• Directions for this task:
Report how many lines in the material below contain the word "left". Give the number alone.

-- Start Data in this exercise --

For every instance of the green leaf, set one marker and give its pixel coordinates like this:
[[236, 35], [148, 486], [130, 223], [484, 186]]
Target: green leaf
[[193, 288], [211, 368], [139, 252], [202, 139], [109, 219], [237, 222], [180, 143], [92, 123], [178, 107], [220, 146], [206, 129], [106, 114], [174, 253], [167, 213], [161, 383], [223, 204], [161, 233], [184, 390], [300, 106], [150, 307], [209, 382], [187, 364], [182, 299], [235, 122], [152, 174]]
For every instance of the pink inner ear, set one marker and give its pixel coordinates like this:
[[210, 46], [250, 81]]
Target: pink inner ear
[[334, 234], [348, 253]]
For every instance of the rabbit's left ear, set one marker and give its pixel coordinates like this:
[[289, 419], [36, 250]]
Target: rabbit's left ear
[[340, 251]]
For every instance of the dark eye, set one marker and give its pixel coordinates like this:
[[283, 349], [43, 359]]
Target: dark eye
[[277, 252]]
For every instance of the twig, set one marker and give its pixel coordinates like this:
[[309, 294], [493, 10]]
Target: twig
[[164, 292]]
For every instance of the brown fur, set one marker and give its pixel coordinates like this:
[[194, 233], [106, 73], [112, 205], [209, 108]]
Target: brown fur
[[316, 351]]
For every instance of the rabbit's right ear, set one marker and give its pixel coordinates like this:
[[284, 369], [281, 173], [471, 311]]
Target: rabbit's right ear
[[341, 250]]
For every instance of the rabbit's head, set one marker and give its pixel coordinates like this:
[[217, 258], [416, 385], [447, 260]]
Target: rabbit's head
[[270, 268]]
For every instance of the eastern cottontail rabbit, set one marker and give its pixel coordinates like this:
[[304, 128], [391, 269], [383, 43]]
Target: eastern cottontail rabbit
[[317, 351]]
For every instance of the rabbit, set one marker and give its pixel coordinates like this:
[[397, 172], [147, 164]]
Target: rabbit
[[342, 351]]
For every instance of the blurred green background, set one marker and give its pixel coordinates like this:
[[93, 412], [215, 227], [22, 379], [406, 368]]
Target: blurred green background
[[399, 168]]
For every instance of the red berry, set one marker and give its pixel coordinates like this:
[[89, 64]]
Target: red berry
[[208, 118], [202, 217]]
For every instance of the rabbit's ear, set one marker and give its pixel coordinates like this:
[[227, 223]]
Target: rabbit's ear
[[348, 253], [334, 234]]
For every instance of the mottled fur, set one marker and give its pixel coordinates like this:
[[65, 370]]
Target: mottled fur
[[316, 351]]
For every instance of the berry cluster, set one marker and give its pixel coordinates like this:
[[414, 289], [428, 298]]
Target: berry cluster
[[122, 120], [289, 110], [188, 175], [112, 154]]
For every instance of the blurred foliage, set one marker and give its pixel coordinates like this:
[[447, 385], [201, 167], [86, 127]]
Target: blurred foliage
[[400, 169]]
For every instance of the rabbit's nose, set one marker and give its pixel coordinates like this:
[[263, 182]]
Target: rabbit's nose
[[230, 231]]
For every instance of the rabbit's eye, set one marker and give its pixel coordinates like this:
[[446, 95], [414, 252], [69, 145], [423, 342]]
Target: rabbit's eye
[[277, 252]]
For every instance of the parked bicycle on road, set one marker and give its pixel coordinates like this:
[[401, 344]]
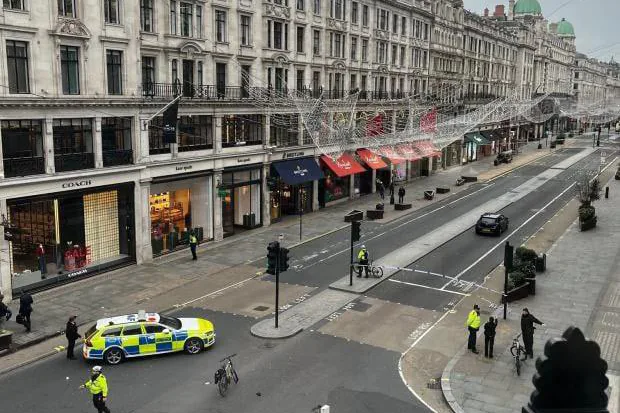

-- End Data in this exercise --

• Reply:
2